**GOAL:** Format the entries below as a Markdown table with two columns, No. and Text. Begin at the line that has "Point out where the dark" and stop after the line that has "409,117,428,131". Number each line under No., put the line under Text, and leave out blank lines.

**DATASET ENTRIES:**
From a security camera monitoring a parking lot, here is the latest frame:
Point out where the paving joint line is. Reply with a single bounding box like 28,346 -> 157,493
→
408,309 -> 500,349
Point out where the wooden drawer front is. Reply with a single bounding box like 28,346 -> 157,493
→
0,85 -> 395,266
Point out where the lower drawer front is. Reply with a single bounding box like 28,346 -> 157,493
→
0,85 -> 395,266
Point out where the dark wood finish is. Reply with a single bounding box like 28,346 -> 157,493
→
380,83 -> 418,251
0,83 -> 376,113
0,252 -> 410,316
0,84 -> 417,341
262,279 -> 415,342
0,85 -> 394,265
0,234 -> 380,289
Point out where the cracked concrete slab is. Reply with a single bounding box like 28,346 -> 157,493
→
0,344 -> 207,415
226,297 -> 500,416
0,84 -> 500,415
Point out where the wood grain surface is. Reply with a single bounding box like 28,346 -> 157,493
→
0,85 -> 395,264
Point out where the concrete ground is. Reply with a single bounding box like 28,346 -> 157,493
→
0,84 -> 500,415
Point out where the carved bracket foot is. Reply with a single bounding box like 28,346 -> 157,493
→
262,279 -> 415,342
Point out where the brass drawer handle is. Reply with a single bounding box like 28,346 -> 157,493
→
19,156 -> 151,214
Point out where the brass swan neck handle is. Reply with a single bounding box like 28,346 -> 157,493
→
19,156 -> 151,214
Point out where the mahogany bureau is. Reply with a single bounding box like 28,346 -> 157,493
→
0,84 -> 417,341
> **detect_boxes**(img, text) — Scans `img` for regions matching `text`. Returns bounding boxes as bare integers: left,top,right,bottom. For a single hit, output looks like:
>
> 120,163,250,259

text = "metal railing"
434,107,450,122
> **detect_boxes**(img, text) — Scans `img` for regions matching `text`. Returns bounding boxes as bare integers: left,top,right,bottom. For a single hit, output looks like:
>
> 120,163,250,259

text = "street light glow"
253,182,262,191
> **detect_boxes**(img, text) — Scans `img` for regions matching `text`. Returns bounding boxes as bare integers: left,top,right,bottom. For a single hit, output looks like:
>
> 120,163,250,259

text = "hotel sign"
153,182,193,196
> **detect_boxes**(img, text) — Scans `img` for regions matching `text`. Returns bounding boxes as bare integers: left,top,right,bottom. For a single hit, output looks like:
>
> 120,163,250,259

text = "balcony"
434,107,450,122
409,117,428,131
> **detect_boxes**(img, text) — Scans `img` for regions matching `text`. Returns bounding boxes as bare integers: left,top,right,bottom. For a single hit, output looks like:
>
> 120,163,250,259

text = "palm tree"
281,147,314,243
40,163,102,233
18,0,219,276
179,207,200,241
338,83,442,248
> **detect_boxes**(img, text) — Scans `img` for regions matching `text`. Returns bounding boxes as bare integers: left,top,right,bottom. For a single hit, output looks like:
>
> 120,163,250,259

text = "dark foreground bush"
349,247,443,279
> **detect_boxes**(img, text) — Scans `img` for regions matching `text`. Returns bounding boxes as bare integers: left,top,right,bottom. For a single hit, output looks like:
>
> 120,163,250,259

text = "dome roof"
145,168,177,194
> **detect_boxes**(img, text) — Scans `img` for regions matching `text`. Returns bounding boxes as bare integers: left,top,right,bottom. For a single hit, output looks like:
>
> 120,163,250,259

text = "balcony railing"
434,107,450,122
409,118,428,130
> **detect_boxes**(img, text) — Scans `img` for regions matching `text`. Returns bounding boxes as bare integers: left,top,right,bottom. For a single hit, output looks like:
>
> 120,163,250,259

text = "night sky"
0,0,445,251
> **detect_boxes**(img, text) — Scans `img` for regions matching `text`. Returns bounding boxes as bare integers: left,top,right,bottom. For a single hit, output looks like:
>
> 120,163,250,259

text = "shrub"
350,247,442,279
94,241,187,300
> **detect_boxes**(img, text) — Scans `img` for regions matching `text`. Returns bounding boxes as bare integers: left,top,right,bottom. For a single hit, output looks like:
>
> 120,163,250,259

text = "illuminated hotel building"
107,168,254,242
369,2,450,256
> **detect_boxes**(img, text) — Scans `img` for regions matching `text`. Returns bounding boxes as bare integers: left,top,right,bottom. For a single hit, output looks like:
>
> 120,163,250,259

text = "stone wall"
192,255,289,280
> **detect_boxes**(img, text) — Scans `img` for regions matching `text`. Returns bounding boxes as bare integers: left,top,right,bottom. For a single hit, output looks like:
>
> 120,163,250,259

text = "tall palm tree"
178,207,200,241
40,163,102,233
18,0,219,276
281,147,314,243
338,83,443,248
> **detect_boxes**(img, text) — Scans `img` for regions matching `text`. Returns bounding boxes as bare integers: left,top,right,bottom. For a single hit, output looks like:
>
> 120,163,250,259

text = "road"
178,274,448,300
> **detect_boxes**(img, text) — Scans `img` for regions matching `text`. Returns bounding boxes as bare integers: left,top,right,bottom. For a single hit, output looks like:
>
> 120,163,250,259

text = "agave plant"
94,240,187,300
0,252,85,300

...

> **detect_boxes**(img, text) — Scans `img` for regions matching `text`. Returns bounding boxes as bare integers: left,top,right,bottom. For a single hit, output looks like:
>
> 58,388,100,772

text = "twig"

**COMPLETED TASK:**
| No. | Text |
|---|---|
| 1 | Point out where the dark wood finish is. Reply with a single bounding box like 28,346 -> 157,493 |
| 2 | → |
| 3 | 380,83 -> 418,251 |
| 4 | 0,83 -> 376,113 |
| 5 | 0,252 -> 410,316 |
| 6 | 0,84 -> 417,341 |
| 7 | 262,279 -> 415,342 |
| 8 | 0,85 -> 394,265 |
| 9 | 0,234 -> 380,289 |
| 10 | Point out where the cracked concrete slab is. Reply with a single bounding box like 28,346 -> 157,493 |
| 11 | → |
| 12 | 0,344 -> 207,415 |
| 13 | 226,297 -> 500,416 |
| 14 | 0,84 -> 500,415 |
| 15 | Point out where the wood grain surface is. Reply with a single bounding box like 28,346 -> 157,493 |
| 16 | → |
| 17 | 0,85 -> 395,264 |
| 18 | Point out where the concrete ground is. Reply with a single bounding box like 28,346 -> 157,493 |
| 19 | → |
| 20 | 0,84 -> 500,415 |
| 21 | Point out where the carved bracket foot is. Reply with a single bounding box like 28,346 -> 157,493 |
| 22 | → |
| 23 | 262,279 -> 415,342 |
| 24 | Point out where the brass drawer handle is. Reply with a single bounding box like 28,346 -> 157,493 |
| 25 | → |
| 26 | 19,156 -> 151,214 |
| 27 | Point out where the brass swan neck handle is. Reply with a single bounding box like 28,346 -> 157,493 |
| 28 | → |
| 29 | 19,156 -> 151,214 |
| 30 | Point out where the mahogany bureau is. Reply with a single bounding box like 28,346 -> 157,493 |
| 31 | → |
| 32 | 0,84 -> 417,341 |
| 33 | > **detect_boxes**(img, text) — Scans `img` for regions matching `text`. Returns bounding boxes as bare integers: left,top,right,bottom. For a single hit, output looks like: |
| 34 | > |
| 35 | > 120,163,250,259 |
| 36 | text = "metal railing" |
| 37 | 434,107,450,122 |
| 38 | > **detect_boxes**(img, text) — Scans `img` for regions matching `text`. Returns bounding boxes as bare integers: left,top,right,bottom. For a single hit, output looks like: |
| 39 | > |
| 40 | > 120,163,250,259 |
| 41 | text = "street light glow" |
| 42 | 253,182,262,191 |
| 43 | > **detect_boxes**(img, text) — Scans `img` for regions matching `text`. Returns bounding boxes as bare integers: left,top,right,bottom. For a single hit, output looks like: |
| 44 | > |
| 45 | > 120,163,250,259 |
| 46 | text = "hotel sign" |
| 47 | 153,182,193,196 |
| 48 | > **detect_boxes**(img, text) — Scans `img` for regions matching `text`. Returns bounding boxes as bare integers: left,top,right,bottom. For a single hit, output looks like: |
| 49 | > |
| 50 | > 120,163,250,259 |
| 51 | text = "balcony" |
| 52 | 434,107,450,122 |
| 53 | 409,117,428,131 |